▶ _Aim of the task_:
Please copy each line of the records below that holds the word "stone".

Image-grounded pointing data
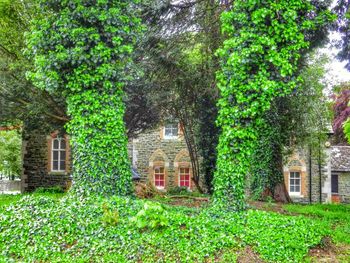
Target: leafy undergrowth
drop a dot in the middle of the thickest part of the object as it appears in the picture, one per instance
(336, 214)
(76, 229)
(7, 199)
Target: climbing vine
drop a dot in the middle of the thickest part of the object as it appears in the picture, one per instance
(82, 50)
(259, 60)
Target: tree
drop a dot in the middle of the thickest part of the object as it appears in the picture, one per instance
(19, 99)
(179, 62)
(83, 50)
(341, 111)
(298, 119)
(347, 130)
(259, 62)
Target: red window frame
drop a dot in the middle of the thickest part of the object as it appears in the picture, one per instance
(184, 177)
(159, 177)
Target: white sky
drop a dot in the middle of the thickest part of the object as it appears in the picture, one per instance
(336, 70)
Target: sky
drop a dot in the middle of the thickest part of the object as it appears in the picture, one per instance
(336, 69)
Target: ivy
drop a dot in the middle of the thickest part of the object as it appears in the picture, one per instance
(259, 61)
(83, 50)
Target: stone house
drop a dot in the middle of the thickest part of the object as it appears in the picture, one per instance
(310, 181)
(160, 156)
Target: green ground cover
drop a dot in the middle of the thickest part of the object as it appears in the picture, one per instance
(336, 215)
(74, 229)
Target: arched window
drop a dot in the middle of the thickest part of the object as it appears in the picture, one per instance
(159, 177)
(184, 180)
(58, 155)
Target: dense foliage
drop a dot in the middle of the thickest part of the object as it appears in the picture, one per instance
(10, 153)
(19, 99)
(259, 62)
(83, 50)
(79, 230)
(299, 119)
(180, 66)
(341, 110)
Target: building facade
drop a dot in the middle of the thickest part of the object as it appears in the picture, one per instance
(327, 180)
(159, 156)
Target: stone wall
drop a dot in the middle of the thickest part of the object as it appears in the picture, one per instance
(8, 186)
(35, 164)
(299, 161)
(344, 187)
(151, 149)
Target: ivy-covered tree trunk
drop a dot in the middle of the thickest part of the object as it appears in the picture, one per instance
(259, 61)
(82, 51)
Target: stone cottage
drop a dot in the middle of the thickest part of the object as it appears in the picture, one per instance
(311, 181)
(160, 156)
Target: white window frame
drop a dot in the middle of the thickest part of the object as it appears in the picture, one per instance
(171, 137)
(154, 177)
(59, 150)
(289, 184)
(189, 177)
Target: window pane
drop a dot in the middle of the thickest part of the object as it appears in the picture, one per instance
(55, 144)
(62, 165)
(63, 155)
(175, 131)
(63, 144)
(168, 132)
(55, 155)
(55, 165)
(335, 183)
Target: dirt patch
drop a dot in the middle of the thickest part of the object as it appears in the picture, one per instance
(248, 255)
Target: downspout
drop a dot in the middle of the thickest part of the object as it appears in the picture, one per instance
(310, 175)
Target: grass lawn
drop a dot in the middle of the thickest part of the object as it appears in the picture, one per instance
(45, 228)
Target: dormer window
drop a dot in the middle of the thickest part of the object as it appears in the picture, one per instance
(171, 130)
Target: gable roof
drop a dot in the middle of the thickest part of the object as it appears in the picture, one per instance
(340, 158)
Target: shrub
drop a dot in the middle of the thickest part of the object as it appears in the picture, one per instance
(110, 217)
(49, 190)
(152, 215)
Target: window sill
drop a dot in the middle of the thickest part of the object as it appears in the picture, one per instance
(58, 173)
(296, 195)
(170, 138)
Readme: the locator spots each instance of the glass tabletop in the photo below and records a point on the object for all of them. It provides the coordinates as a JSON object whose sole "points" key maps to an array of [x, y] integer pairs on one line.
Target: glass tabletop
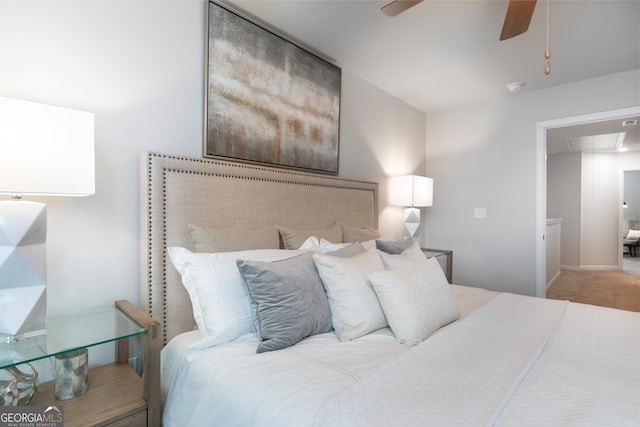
{"points": [[69, 332]]}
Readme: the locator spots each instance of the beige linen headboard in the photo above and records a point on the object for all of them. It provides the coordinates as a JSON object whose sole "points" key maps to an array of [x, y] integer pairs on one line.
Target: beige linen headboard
{"points": [[178, 191]]}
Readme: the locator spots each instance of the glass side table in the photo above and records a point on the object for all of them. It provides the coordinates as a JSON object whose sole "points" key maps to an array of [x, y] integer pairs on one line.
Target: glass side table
{"points": [[116, 393], [444, 257]]}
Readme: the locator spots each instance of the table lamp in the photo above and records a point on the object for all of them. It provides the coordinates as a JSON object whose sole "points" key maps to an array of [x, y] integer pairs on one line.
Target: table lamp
{"points": [[45, 151], [413, 192]]}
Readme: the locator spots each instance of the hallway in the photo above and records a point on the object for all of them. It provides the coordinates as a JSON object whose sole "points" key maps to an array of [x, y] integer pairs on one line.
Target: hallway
{"points": [[607, 288]]}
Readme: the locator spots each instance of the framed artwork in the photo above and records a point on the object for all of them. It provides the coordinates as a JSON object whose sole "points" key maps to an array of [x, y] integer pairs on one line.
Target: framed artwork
{"points": [[267, 99]]}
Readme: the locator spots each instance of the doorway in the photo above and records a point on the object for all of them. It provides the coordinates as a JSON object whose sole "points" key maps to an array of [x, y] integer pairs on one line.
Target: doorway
{"points": [[541, 191]]}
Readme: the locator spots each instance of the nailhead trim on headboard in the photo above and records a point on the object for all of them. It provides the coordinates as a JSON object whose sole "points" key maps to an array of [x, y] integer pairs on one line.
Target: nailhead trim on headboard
{"points": [[167, 301]]}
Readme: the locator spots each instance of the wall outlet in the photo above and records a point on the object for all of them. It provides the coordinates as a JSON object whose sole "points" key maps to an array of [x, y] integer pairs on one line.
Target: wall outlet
{"points": [[480, 213]]}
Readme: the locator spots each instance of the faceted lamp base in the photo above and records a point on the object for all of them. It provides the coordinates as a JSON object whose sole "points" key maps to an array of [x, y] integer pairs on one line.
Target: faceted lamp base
{"points": [[23, 266], [412, 223]]}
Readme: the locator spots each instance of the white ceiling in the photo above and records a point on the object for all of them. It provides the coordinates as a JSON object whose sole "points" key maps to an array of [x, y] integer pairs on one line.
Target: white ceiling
{"points": [[603, 136], [442, 54]]}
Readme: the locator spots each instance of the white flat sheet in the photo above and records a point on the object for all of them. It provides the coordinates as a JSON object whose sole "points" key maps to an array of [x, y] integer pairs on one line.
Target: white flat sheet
{"points": [[587, 373]]}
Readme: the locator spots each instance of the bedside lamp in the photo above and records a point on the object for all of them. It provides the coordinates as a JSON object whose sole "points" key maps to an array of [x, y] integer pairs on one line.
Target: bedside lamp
{"points": [[413, 192], [46, 151]]}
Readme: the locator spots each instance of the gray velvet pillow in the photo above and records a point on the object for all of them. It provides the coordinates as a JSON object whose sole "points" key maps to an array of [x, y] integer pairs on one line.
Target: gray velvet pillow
{"points": [[394, 247], [289, 300]]}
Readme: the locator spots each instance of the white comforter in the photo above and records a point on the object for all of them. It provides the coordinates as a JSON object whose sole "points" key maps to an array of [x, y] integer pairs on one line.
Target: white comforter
{"points": [[513, 361]]}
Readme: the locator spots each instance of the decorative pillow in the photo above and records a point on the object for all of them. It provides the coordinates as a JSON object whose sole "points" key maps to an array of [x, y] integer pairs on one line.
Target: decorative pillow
{"points": [[208, 239], [219, 297], [361, 234], [633, 234], [416, 300], [394, 246], [289, 300], [293, 238], [355, 310]]}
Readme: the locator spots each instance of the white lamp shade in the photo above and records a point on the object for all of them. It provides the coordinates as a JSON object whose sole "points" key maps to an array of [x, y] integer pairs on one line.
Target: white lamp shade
{"points": [[411, 190], [45, 150]]}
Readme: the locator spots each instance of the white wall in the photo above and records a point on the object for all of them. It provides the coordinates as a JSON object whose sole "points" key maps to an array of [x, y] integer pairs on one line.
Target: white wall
{"points": [[564, 201], [138, 65], [600, 211], [485, 156]]}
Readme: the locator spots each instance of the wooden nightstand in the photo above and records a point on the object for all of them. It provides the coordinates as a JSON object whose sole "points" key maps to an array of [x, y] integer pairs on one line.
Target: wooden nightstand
{"points": [[445, 258], [117, 396]]}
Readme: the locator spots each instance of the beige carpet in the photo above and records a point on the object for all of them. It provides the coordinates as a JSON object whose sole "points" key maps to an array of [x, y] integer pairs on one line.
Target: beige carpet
{"points": [[617, 289]]}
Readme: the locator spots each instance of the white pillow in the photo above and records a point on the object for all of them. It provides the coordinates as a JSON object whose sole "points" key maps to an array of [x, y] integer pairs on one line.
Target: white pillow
{"points": [[355, 310], [413, 254], [219, 297], [311, 244], [633, 234], [323, 246], [416, 300]]}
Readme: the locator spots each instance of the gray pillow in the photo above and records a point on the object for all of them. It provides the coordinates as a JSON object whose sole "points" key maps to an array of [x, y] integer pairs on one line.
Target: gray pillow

▶ _Expected output_:
Target: stone house
Target: stone wall
Target: stone cottage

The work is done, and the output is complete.